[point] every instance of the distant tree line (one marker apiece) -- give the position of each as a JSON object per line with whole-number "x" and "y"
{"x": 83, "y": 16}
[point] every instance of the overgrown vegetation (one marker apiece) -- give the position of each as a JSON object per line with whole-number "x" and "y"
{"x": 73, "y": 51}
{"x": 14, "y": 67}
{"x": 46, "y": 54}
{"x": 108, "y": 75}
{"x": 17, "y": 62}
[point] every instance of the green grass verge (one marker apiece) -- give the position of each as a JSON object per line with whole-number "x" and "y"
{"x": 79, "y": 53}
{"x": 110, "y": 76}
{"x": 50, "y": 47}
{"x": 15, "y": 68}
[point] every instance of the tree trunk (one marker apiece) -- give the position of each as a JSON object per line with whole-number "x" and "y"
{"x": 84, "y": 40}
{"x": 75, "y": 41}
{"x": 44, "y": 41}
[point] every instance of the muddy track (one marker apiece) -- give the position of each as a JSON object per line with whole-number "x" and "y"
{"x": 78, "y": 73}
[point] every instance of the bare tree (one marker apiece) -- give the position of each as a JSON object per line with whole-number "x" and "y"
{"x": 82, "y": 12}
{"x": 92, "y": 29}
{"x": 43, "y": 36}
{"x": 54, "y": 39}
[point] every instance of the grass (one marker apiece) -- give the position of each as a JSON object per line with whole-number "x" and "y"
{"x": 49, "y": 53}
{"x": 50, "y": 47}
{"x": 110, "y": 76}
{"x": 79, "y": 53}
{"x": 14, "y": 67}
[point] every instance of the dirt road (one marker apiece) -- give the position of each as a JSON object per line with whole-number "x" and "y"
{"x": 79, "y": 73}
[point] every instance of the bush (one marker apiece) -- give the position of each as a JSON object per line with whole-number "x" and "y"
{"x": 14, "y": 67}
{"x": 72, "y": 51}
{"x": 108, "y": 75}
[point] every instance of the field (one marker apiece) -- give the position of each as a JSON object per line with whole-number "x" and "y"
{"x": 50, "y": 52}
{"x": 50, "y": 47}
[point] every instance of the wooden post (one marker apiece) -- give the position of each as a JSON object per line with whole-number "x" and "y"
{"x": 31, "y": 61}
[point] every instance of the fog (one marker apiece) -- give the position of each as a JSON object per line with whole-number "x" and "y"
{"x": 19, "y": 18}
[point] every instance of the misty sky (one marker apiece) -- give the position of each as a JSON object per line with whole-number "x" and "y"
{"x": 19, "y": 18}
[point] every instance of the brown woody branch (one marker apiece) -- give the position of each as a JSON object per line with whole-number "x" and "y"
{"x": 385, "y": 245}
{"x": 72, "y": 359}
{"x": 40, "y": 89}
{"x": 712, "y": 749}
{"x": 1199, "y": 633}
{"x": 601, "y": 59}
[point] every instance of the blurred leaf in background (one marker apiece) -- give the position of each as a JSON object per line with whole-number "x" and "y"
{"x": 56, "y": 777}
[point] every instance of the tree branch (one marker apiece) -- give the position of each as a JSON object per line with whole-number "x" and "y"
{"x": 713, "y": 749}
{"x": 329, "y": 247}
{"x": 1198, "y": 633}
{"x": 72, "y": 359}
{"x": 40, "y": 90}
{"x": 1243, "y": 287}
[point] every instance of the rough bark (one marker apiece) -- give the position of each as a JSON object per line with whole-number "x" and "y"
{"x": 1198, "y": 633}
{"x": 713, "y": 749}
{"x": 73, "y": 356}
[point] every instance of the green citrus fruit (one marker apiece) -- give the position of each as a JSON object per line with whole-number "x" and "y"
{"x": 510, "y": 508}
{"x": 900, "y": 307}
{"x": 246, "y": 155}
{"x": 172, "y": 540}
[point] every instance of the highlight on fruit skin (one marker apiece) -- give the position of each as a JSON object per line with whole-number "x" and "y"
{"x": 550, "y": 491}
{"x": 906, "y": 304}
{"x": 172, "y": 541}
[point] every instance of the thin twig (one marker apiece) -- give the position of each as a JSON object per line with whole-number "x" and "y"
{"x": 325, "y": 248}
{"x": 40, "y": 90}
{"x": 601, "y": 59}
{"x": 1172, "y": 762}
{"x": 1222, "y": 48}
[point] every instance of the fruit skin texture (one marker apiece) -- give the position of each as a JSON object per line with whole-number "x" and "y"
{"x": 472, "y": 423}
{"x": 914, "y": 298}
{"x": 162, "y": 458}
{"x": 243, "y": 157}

###

#### Exercise:
Return the data above in full. Keep every line exactly as it is.

#### Exercise output:
[point] every instance of the distant tree line (one marker apiece) -- give the position of each as a JSON object per line with whole-number "x" and "y"
{"x": 83, "y": 16}
[point] every instance of the overgrown vegetation (one marker apiece) -- give the position of each as a JSON object per line with whole-number "x" and "y"
{"x": 73, "y": 51}
{"x": 14, "y": 67}
{"x": 46, "y": 54}
{"x": 108, "y": 75}
{"x": 17, "y": 62}
[point] every instance of the green grass verge (one marker apiece) -- give the position of each as a JSON object per line with whole-number "x" and "y"
{"x": 79, "y": 53}
{"x": 110, "y": 76}
{"x": 50, "y": 47}
{"x": 15, "y": 68}
[point] every instance of the tree trunk (one marker apiece) -- give the position of each as a JSON object per line with whole-number "x" and "y"
{"x": 84, "y": 40}
{"x": 75, "y": 41}
{"x": 44, "y": 41}
[point] every instance of the muddy track (one marker apiece) -- give the position of each as a JSON object per line with whole-number "x" and "y"
{"x": 78, "y": 73}
[point] every instance of the bare tree (one marker apiece) -- give the position of each as a JSON object per line with whole-number "x" and "y"
{"x": 82, "y": 12}
{"x": 92, "y": 29}
{"x": 43, "y": 36}
{"x": 54, "y": 39}
[point] every instance of the grass (one marker apiece) -- give the position of each as a JSON object per line with whole-number "x" and "y"
{"x": 49, "y": 53}
{"x": 50, "y": 47}
{"x": 110, "y": 76}
{"x": 79, "y": 53}
{"x": 14, "y": 67}
[point] every instance of the dirt road (one marker apiece) -- give the position of each as a JSON object per line with whole-number "x" and "y"
{"x": 79, "y": 73}
[point] every instance of the bush (one marker apiece) -- give the position of each as a JSON object per line with whole-number "x" and "y"
{"x": 14, "y": 67}
{"x": 72, "y": 51}
{"x": 108, "y": 75}
[point] every instance of the field (one marker apiece) -- give the position of each as a JSON object per line with whole-number "x" and "y"
{"x": 50, "y": 52}
{"x": 50, "y": 47}
[point] every instance of the wooden post (one marker apiece) -- give the position of each as a JSON object per line with whole-number "x" and "y"
{"x": 31, "y": 61}
[point] every instance of the fog (one marker apiece) -- give the position of each as a JSON object per line with whole-number "x" and "y"
{"x": 19, "y": 18}
[point] every instance of the misty sky (one marker apiece) -- give the position of each as a JSON object per line with whole-number "x" and "y"
{"x": 19, "y": 18}
[point] every instance of the brown woody branch (one marker apiece) -- give the position of each as a JSON object per line with whole-number "x" and "y"
{"x": 385, "y": 245}
{"x": 72, "y": 359}
{"x": 40, "y": 89}
{"x": 712, "y": 749}
{"x": 1199, "y": 633}
{"x": 601, "y": 59}
[point] every instance of the blurred leaf in background (one marker apiece) -- give the position of each as a JSON object per line with whole-number "x" and "y"
{"x": 56, "y": 777}
[point] every instance of the tree branch (one marker apiece) -- give the position of each as a JSON object per line with whole-number "x" and "y"
{"x": 713, "y": 749}
{"x": 329, "y": 247}
{"x": 1198, "y": 633}
{"x": 72, "y": 359}
{"x": 40, "y": 90}
{"x": 1243, "y": 287}
[point] every instance of the rough bark (one marker apiece) -- give the position of each as a JSON object per line with whole-number "x" and "y"
{"x": 1198, "y": 633}
{"x": 713, "y": 749}
{"x": 73, "y": 356}
[point] every instance of the green citrus fruit (one marker apiece) -- give the position of each as a JSON object per line with whole-number "x" and "y"
{"x": 510, "y": 508}
{"x": 900, "y": 307}
{"x": 246, "y": 155}
{"x": 172, "y": 540}
[point] every instance of the highlight on fruit skin (one marker apiece) -- give the position of each as a JSON object per line with whole-number "x" and "y"
{"x": 550, "y": 491}
{"x": 906, "y": 304}
{"x": 172, "y": 541}
[point] every instance of the thin twig (one marker apiece) -- give the position of each as a JSON object per line with whole-number "x" and "y"
{"x": 325, "y": 248}
{"x": 40, "y": 90}
{"x": 601, "y": 59}
{"x": 1172, "y": 762}
{"x": 1222, "y": 48}
[point] every instance of the fruit skin texture (one marker apiece) -- give the position of each as a JSON object per line with whole-number "x" and "y"
{"x": 472, "y": 423}
{"x": 914, "y": 298}
{"x": 162, "y": 458}
{"x": 243, "y": 157}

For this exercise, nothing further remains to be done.